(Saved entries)
++++++++++++++++++++

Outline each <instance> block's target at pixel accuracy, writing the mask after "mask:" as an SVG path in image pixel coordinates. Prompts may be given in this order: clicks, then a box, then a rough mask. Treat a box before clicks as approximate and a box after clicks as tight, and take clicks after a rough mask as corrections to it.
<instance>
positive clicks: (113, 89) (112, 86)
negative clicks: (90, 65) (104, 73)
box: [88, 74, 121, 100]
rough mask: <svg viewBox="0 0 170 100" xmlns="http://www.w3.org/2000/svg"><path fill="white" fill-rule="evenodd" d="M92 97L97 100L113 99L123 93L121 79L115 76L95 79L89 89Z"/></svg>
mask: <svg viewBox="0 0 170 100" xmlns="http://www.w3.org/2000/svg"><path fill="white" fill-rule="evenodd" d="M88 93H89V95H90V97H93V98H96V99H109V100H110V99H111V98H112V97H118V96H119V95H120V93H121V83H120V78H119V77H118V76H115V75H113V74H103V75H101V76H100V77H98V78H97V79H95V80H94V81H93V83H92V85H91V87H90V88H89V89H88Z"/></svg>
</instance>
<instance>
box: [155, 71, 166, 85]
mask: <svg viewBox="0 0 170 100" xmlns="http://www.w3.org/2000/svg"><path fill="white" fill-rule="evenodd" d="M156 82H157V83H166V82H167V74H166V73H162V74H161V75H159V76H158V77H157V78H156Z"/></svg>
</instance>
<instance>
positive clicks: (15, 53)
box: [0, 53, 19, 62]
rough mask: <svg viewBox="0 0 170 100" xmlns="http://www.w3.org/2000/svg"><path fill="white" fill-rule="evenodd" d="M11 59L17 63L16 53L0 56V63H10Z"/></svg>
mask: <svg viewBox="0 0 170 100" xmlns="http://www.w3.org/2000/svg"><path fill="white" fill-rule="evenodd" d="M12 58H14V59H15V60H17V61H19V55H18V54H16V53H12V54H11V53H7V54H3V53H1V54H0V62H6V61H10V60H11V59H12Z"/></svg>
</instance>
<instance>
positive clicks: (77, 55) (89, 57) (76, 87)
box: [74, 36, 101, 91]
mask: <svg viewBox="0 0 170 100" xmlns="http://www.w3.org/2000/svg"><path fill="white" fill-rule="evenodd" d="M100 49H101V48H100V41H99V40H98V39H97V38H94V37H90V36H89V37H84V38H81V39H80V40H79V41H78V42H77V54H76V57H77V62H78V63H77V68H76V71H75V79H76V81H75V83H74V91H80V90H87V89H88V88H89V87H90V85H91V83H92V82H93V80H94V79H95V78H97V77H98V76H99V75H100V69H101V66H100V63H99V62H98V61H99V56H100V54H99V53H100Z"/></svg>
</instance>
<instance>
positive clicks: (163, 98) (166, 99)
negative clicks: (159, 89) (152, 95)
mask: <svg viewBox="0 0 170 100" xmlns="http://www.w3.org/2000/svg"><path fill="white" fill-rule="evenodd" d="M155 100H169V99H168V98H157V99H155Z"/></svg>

++++++++++++++++++++

### Brief:
The answer must be the complete set of entries, retyped exactly.

### Answer to this exercise:
Outline each <instance> block's target at pixel accuracy, writing the mask after "mask:" as an SVG path in image pixel coordinates. Prompts may be given in this order: clicks, then a box, then a rough mask. Treat a box before clicks as approximate and a box after clicks as tight, and take clicks after a rough mask as corrections to it.
<instance>
positive clicks: (113, 89) (112, 86)
negative clicks: (90, 65) (104, 73)
box: [88, 74, 121, 100]
rough mask: <svg viewBox="0 0 170 100" xmlns="http://www.w3.org/2000/svg"><path fill="white" fill-rule="evenodd" d="M92 97L97 100L113 99L123 93L121 79L115 76L95 79L89 89Z"/></svg>
mask: <svg viewBox="0 0 170 100" xmlns="http://www.w3.org/2000/svg"><path fill="white" fill-rule="evenodd" d="M88 93H89V95H90V97H93V98H96V99H109V100H110V99H111V98H112V97H118V96H119V95H120V93H121V83H120V78H119V77H118V76H115V75H113V74H103V75H101V76H100V77H98V78H97V79H95V80H94V81H93V83H92V85H91V87H90V88H89V89H88Z"/></svg>
</instance>
<instance>
box: [155, 71, 166, 85]
mask: <svg viewBox="0 0 170 100" xmlns="http://www.w3.org/2000/svg"><path fill="white" fill-rule="evenodd" d="M156 82H157V83H166V82H167V74H166V73H162V74H161V75H159V76H158V77H157V78H156Z"/></svg>
</instance>
<instance>
positive clicks: (15, 53)
box: [0, 53, 19, 62]
rough mask: <svg viewBox="0 0 170 100" xmlns="http://www.w3.org/2000/svg"><path fill="white" fill-rule="evenodd" d="M11 59L17 63L16 53L0 56V63H10Z"/></svg>
mask: <svg viewBox="0 0 170 100" xmlns="http://www.w3.org/2000/svg"><path fill="white" fill-rule="evenodd" d="M12 58H14V59H15V60H17V61H19V55H18V54H16V53H12V54H11V53H7V54H3V53H1V54H0V62H6V61H10V60H11V59H12Z"/></svg>
</instance>
<instance>
positive clicks: (77, 55) (89, 57) (76, 87)
box: [74, 36, 101, 91]
mask: <svg viewBox="0 0 170 100" xmlns="http://www.w3.org/2000/svg"><path fill="white" fill-rule="evenodd" d="M100 49H101V48H100V41H99V40H98V39H97V38H94V37H90V36H89V37H84V38H81V39H80V40H79V41H78V42H77V54H76V57H77V62H78V63H77V68H76V71H75V79H76V81H75V83H74V91H80V90H87V89H88V88H89V87H90V85H91V83H92V82H93V80H94V79H95V78H97V77H98V76H99V75H100V69H101V66H100V63H99V62H98V61H99V56H100V54H99V53H100Z"/></svg>
</instance>
<instance>
positive clicks: (163, 98) (166, 99)
negative clicks: (159, 89) (152, 95)
mask: <svg viewBox="0 0 170 100" xmlns="http://www.w3.org/2000/svg"><path fill="white" fill-rule="evenodd" d="M155 100H169V99H168V98H157V99H155Z"/></svg>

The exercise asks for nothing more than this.